▶ [REQUEST]: Edit the stretch of rows from the line that contains "Where can the wooden" through the end of the rows, replacing "dining table" with "coffee table" and changing nothing else.

Raw rows
━━━━━━━━━━━━━━━━
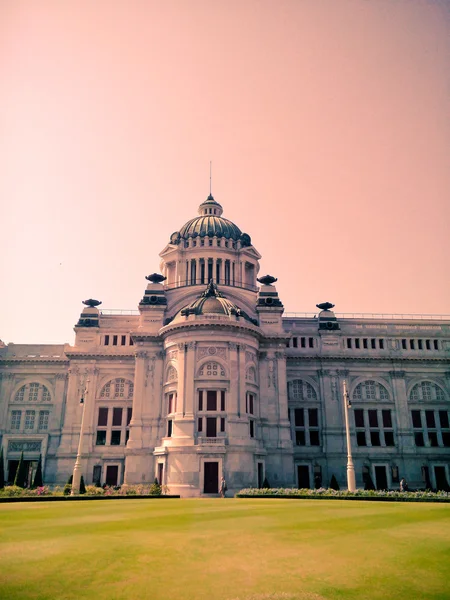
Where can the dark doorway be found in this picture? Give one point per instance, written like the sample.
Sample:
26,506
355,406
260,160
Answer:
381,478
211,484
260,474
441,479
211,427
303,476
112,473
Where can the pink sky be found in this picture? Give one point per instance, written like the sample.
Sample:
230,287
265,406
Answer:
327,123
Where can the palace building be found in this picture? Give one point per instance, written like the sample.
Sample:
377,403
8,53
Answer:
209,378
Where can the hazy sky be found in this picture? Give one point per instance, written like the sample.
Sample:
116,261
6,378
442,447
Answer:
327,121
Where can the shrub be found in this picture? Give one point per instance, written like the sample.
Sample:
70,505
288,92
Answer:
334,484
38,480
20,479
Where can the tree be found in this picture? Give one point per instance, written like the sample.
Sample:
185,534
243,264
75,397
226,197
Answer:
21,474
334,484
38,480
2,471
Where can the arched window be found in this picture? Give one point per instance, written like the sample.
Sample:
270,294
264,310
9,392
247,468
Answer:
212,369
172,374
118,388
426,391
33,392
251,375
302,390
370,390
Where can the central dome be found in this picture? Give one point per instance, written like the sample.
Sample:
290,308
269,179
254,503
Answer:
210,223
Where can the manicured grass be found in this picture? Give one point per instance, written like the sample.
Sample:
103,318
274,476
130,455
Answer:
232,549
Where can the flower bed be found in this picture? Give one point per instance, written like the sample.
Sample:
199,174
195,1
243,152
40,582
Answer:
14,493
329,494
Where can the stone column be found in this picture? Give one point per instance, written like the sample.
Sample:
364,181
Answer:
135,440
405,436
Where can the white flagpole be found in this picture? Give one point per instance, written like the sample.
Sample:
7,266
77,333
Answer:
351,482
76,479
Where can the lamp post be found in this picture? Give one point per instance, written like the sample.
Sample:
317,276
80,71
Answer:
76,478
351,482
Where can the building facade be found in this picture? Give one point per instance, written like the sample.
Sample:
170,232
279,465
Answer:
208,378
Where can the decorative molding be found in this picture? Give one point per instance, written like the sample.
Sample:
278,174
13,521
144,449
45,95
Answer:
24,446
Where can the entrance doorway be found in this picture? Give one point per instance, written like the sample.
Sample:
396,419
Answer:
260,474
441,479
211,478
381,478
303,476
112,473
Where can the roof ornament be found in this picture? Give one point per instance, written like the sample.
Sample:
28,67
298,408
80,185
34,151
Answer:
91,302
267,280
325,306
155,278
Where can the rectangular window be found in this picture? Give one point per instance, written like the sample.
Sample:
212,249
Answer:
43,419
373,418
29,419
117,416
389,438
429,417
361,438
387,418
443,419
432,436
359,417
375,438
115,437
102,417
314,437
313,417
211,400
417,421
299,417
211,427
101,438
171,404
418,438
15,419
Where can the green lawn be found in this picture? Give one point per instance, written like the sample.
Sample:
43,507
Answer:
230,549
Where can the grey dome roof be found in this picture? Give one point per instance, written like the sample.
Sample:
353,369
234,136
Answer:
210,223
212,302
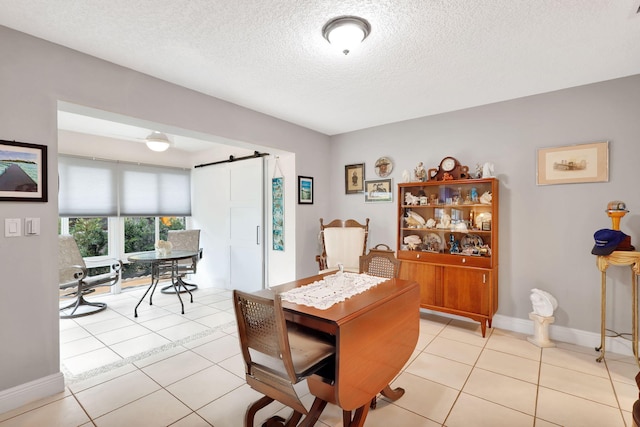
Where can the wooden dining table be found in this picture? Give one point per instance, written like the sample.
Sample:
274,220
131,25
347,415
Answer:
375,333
━━━━━━━━━━━━━━━━
▶ [RESULT]:
Where can the wooden coffee table be found in this picture? Give one point per instance, written like the sample.
Sample:
274,220
131,25
347,415
Answer:
375,333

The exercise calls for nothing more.